#### [What you should do]
Repeat, exactly and alone, every line from the line that contains "If you could point at the metal" to the end of the entries.

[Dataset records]

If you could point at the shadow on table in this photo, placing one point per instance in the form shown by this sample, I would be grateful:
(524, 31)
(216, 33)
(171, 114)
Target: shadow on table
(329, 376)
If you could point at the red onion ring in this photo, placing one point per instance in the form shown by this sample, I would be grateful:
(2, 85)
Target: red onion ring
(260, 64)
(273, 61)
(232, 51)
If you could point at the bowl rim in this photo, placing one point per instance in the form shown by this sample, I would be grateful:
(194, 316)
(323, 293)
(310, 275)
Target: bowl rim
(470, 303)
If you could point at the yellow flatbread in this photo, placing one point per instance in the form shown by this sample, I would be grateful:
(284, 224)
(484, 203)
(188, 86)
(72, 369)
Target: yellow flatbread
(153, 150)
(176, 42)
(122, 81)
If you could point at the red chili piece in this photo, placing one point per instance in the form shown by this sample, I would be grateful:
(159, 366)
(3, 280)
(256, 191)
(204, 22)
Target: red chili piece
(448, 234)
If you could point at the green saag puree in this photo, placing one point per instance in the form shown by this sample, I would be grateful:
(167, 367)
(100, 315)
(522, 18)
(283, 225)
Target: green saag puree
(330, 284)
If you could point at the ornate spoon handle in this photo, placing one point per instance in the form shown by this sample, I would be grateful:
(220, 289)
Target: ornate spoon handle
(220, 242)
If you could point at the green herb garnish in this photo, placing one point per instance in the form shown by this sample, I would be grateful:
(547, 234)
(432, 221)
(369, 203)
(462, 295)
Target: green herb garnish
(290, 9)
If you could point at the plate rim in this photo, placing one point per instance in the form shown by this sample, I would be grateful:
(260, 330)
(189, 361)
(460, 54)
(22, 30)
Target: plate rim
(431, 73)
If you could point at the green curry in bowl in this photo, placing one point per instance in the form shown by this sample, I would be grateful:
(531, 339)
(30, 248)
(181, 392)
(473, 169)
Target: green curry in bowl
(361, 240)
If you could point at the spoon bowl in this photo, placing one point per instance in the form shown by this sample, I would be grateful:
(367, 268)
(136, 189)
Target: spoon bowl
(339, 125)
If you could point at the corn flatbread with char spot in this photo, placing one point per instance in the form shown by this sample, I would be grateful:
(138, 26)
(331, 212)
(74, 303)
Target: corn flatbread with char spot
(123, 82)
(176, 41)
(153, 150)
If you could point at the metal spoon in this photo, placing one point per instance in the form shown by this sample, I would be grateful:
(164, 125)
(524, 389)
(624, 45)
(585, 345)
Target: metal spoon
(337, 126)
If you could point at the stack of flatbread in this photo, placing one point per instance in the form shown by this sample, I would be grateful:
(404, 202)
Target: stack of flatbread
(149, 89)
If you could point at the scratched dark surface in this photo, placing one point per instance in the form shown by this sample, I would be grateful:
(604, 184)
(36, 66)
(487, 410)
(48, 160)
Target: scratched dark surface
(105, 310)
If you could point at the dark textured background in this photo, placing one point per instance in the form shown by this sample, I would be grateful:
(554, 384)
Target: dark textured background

#### [Complete answer]
If you could point at the metal spoon in this photo, placing one point per instance in the form shown by this sample, I would be grateful:
(164, 125)
(524, 389)
(624, 45)
(585, 345)
Target: metal spoon
(337, 126)
If you could point at the stack of flatbread in this photo, placing one point per instance in the form shown by this sample, I would be grateful:
(404, 202)
Target: stack of flatbread
(149, 89)
If you could point at the scratched dark surface in this photo, placing one point per instance in the form shown by this sample, I would be grateful:
(604, 184)
(36, 66)
(487, 410)
(48, 160)
Target: scratched dark surface
(105, 310)
If you could point at the dark textured background in this photo, placing one point per instance in the form shown by this sample, I would be grateful:
(554, 384)
Target: dark textured background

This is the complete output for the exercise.